Exercise directions => With images excluded, write out each entry below exactly as given.

Listed records =>
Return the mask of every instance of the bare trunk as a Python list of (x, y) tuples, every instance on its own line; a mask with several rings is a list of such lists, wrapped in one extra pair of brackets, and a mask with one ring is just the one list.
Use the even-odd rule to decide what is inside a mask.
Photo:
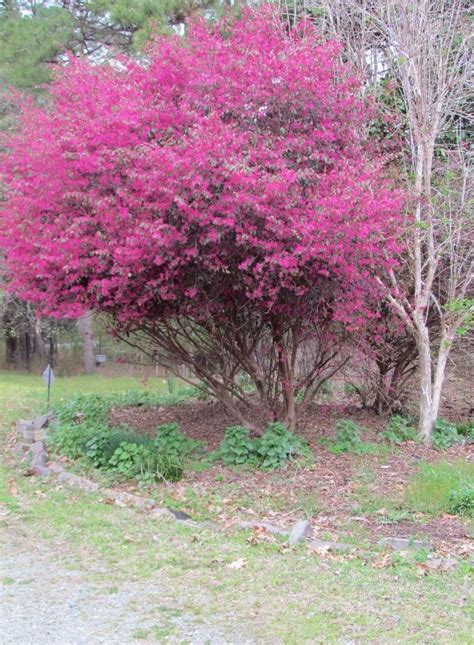
[(296, 428), (296, 406), (295, 406), (295, 385), (293, 370), (291, 369), (288, 352), (283, 338), (278, 333), (275, 334), (275, 344), (278, 354), (278, 369), (280, 371), (284, 411), (282, 420), (289, 430)]
[(44, 357), (46, 356), (46, 348), (41, 336), (41, 324), (39, 318), (36, 318), (34, 326), (34, 351), (35, 354), (41, 359), (44, 359)]
[(82, 338), (82, 363), (84, 374), (92, 374), (95, 372), (92, 312), (88, 311), (81, 318), (78, 318), (77, 330)]
[(432, 402), (432, 421), (436, 421), (439, 415), (439, 405), (441, 402), (441, 392), (443, 389), (444, 377), (446, 375), (446, 363), (448, 362), (449, 352), (453, 343), (453, 335), (445, 333), (441, 336), (441, 342), (438, 351), (438, 360), (433, 383), (433, 402)]
[(288, 430), (291, 430), (291, 432), (294, 432), (296, 430), (296, 407), (293, 391), (291, 392), (291, 395), (287, 401), (287, 409), (284, 421), (285, 425), (288, 427)]
[(18, 339), (12, 334), (6, 334), (6, 364), (7, 367), (18, 367)]
[(431, 351), (428, 329), (423, 322), (417, 325), (417, 341), (419, 351), (419, 383), (420, 383), (420, 420), (418, 430), (424, 443), (431, 440), (433, 428), (433, 384), (431, 380)]

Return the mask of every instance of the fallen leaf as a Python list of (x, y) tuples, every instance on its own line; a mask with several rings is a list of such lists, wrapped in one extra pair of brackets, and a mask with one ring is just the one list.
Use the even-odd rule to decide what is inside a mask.
[(386, 569), (392, 565), (392, 555), (391, 553), (384, 553), (372, 560), (372, 566), (374, 569)]
[(227, 565), (228, 569), (242, 569), (247, 565), (247, 561), (245, 558), (239, 558), (238, 560), (234, 560), (230, 564)]
[(15, 481), (13, 479), (8, 480), (8, 492), (10, 495), (18, 495), (18, 488), (16, 487)]
[(416, 573), (418, 576), (427, 576), (429, 572), (429, 567), (426, 564), (419, 562), (416, 565)]

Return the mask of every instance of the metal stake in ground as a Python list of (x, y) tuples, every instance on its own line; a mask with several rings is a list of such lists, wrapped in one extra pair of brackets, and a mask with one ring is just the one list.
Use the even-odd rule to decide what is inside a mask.
[(48, 387), (48, 396), (47, 396), (47, 405), (49, 410), (49, 402), (51, 399), (51, 386), (54, 383), (54, 372), (53, 372), (53, 335), (49, 334), (49, 363), (46, 369), (43, 372), (43, 379)]

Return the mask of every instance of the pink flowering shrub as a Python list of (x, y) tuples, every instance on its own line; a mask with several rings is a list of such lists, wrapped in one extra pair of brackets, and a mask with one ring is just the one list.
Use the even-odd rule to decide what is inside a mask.
[(339, 52), (263, 11), (160, 38), (145, 64), (69, 61), (6, 143), (10, 288), (109, 314), (241, 421), (246, 375), (293, 425), (397, 248), (401, 196)]

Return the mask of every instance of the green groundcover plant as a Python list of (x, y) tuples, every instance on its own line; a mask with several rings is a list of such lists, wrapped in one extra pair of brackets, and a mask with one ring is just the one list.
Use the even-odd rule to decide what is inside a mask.
[(117, 406), (179, 403), (192, 394), (131, 391), (75, 397), (56, 407), (57, 423), (50, 445), (70, 459), (84, 458), (95, 468), (124, 479), (136, 478), (144, 483), (177, 481), (183, 474), (184, 459), (199, 443), (180, 432), (177, 423), (159, 426), (154, 438), (126, 426), (111, 426), (109, 412)]
[(251, 438), (247, 428), (226, 429), (219, 456), (227, 466), (253, 466), (262, 470), (282, 468), (295, 459), (311, 459), (308, 445), (282, 423), (270, 423), (266, 432)]

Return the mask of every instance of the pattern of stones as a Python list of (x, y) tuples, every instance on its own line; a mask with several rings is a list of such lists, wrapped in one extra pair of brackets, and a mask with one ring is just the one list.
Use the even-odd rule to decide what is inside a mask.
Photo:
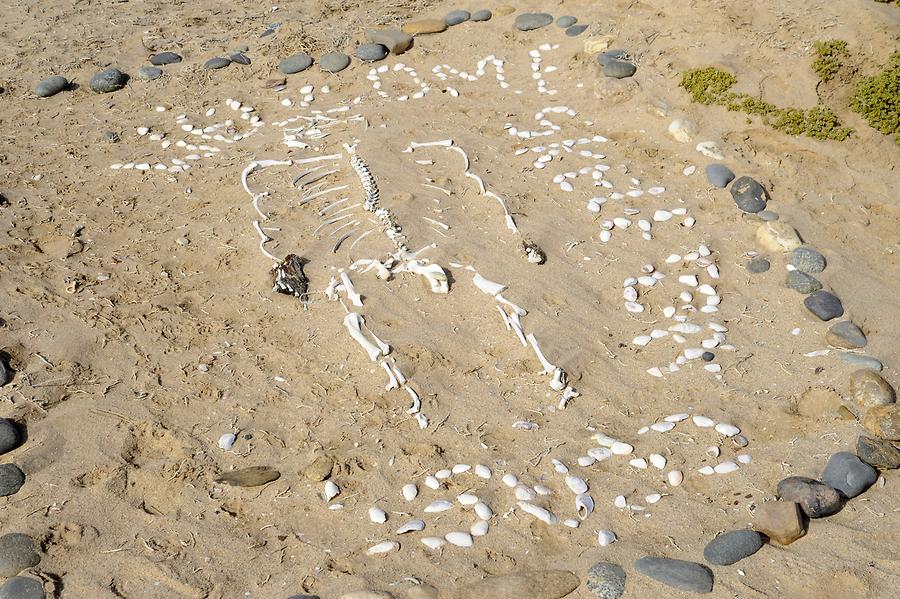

Solved problem =>
Return the mask of every instance of the bare trunk as a Python list of (x, y) tuples, every instance on its own line; a mask with several rings is a list of such lists, wrapped in one extra pair of brackets, and a mask with one ring is just the one list.
Use the even-odd rule to decide what is inside a mask.
Photo:
[(296, 428), (296, 406), (295, 406), (295, 385), (293, 370), (291, 369), (288, 352), (283, 338), (278, 333), (275, 334), (275, 344), (278, 354), (278, 369), (280, 371), (284, 411), (282, 420), (289, 430)]
[(44, 357), (46, 356), (46, 348), (41, 336), (41, 324), (39, 318), (36, 318), (34, 326), (34, 351), (35, 354), (41, 359), (44, 359)]
[(82, 338), (82, 363), (84, 374), (92, 374), (95, 372), (92, 312), (88, 311), (81, 318), (78, 318), (77, 330)]
[(432, 402), (432, 421), (436, 421), (439, 415), (439, 405), (441, 402), (441, 392), (443, 389), (444, 377), (446, 375), (446, 363), (448, 362), (449, 352), (453, 343), (453, 335), (445, 333), (441, 336), (441, 342), (438, 351), (438, 360), (433, 383), (433, 402)]
[(288, 430), (291, 430), (291, 432), (294, 432), (296, 430), (296, 407), (293, 391), (291, 392), (291, 395), (287, 401), (287, 409), (284, 421), (285, 425), (288, 427)]
[(18, 339), (12, 334), (6, 334), (6, 364), (7, 367), (18, 367)]
[(431, 351), (428, 329), (423, 322), (417, 325), (417, 341), (419, 351), (419, 383), (420, 383), (420, 420), (418, 430), (424, 443), (431, 440), (433, 428), (433, 384), (431, 380)]

Return the mask of every instance of the fallen leaf as a Python list of (x, y) tuples, every instance on its own line; a mask with several rings is a list of such lists, wrapped in one extra pair of brackets, and a mask with one ring is just the one list.
Use the even-odd rule to decide what is inside a mask.
[(386, 569), (392, 565), (392, 555), (391, 553), (384, 553), (372, 560), (372, 566), (374, 569)]
[(227, 565), (228, 569), (242, 569), (247, 565), (247, 561), (245, 558), (239, 558), (238, 560), (234, 560), (230, 564)]
[(15, 481), (13, 479), (8, 480), (8, 492), (10, 495), (18, 495), (18, 488), (16, 487)]
[(416, 573), (418, 576), (427, 576), (429, 572), (429, 567), (426, 564), (419, 562), (416, 565)]

Return the mask of every instance of the metal stake in ground as a Python list of (x, y) tuples, every instance on its own line; a mask with several rings is a list of such lists, wrapped in one extra pair of brackets, and a mask with one ring is just the one list.
Use the even-odd rule to decide what is inside a mask.
[(48, 387), (48, 396), (47, 396), (47, 405), (49, 410), (49, 402), (51, 399), (51, 386), (54, 383), (54, 372), (53, 372), (53, 335), (49, 334), (49, 363), (46, 369), (43, 372), (43, 379)]

Return the mask of every instance of the pink flowering shrub as a Python list of (x, y) tuples, every instance on its own line; a mask with several rings is a list of such lists, wrapped in one extra pair of brackets, and a mask with one ring is just the one list.
Use the even-odd rule to decide what is inside a mask.
[(339, 52), (263, 11), (160, 38), (145, 64), (69, 61), (6, 143), (10, 288), (109, 314), (241, 421), (246, 375), (293, 425), (397, 248), (401, 196)]

Return the mask of every instance of the green groundcover plant as a Python list of (x, y) tuples, every instance on its own line; a mask with several rings is a list of such lists, wrapped in one extra pair of brackets, and a mask with one ring is just the one list.
Use the even-odd rule to decide what is inside a mask.
[(117, 406), (179, 403), (192, 394), (131, 391), (75, 397), (56, 407), (57, 423), (50, 445), (70, 459), (84, 458), (95, 468), (124, 479), (136, 478), (144, 483), (177, 481), (183, 474), (184, 459), (199, 443), (180, 432), (177, 423), (159, 426), (154, 438), (126, 426), (111, 426), (109, 412)]
[(251, 438), (247, 428), (226, 429), (219, 456), (227, 466), (253, 466), (262, 470), (282, 468), (295, 459), (311, 459), (308, 445), (282, 423), (270, 423), (266, 432)]

Return the mask of every instance of the pattern of stones as a Python list of (x, y) tuples, every instance on its own line; a mask with several rings is a list of such lists, wrapped in one extra pair of brackets, and a mask with one ring is just the one list.
Use the even-odd rule to decide what is inside a mask.
Photo:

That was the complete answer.